### EXERCISE AIM
In the comments on God and morality, at what time on March 25, 2011 did David Thomas Posey post his comment?

### READING TEXT

Being post-hoc doesn't make the idea wrong, but it does make the idea indistinguishable from other explanations of morality, meaning the only real reason we have for choosing it over another idea is by making an assumption and I don't think assumptions should be necessary to accept God's word.

Comment by David Thomas Posey on March 25, 2011 at 7:28pm
Well summarized, James.
Comment by James Church on March 25, 2011 at 5:47pm

Good point, we know God exists. 

God's love can be felt. Obviously, Christians, when they pray, or worship the Lord, they don't have some illusion of someone loving them; it is God. That is perhaps why Atheists think we are crazy. They don't know that there is a God that loves them. 


Also, back to the human thing, there's got to be a moral. If you kill someone, you will know it is wrong. 

And also, when there was no Bible, in Adam and Eves time, God spoke to them. That is perhaps not as common in our time, but we have the Bible that 'speaks' to us. That shows that God judges people fairly.

### RECORDED DATA

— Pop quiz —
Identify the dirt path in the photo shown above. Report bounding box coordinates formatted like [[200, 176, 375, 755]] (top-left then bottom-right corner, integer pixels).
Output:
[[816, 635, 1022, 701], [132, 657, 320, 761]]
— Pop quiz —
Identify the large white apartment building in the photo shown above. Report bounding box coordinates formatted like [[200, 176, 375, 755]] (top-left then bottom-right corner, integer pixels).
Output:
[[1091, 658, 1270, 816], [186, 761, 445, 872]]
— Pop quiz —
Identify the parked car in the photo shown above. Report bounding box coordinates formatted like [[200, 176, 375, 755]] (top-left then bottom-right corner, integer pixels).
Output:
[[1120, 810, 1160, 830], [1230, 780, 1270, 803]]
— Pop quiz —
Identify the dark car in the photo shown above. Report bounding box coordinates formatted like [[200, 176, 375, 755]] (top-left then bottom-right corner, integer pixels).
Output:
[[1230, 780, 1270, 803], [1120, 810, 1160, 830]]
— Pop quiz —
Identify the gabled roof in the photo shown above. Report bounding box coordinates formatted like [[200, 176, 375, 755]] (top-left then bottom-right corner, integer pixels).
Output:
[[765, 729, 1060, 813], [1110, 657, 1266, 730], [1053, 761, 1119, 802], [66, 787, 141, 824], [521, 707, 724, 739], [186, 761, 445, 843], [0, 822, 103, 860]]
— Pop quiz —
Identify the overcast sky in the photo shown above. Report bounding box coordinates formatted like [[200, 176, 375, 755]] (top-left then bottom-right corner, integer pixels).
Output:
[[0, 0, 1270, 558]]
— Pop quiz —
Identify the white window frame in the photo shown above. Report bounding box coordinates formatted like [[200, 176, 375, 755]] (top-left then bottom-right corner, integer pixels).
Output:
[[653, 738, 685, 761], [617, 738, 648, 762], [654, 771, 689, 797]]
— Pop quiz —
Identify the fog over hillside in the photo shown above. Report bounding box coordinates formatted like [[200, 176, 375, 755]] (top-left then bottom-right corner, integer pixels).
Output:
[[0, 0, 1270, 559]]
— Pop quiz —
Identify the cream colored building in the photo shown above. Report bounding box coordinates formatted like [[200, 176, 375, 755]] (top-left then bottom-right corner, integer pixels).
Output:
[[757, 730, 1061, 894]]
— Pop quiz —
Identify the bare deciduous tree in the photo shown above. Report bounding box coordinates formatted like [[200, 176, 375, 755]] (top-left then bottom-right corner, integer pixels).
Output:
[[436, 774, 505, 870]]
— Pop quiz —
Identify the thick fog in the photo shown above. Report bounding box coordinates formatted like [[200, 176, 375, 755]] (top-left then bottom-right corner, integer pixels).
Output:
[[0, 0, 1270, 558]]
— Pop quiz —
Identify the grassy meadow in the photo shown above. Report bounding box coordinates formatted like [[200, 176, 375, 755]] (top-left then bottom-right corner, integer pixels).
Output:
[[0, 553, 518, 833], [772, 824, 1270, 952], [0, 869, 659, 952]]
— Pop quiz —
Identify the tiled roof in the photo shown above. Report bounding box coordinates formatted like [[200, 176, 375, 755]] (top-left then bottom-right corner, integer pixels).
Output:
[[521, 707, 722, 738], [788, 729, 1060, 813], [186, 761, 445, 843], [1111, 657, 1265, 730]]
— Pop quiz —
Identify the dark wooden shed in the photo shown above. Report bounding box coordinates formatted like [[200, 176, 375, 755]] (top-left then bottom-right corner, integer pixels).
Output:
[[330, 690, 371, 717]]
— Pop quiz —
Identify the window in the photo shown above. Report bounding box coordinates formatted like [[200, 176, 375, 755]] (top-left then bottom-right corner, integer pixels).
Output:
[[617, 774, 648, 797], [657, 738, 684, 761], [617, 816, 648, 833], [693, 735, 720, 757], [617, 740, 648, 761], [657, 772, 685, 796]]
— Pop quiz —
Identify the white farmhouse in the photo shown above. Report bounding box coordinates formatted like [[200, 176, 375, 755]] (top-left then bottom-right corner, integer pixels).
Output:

### COMPLETED TASK
7:28pm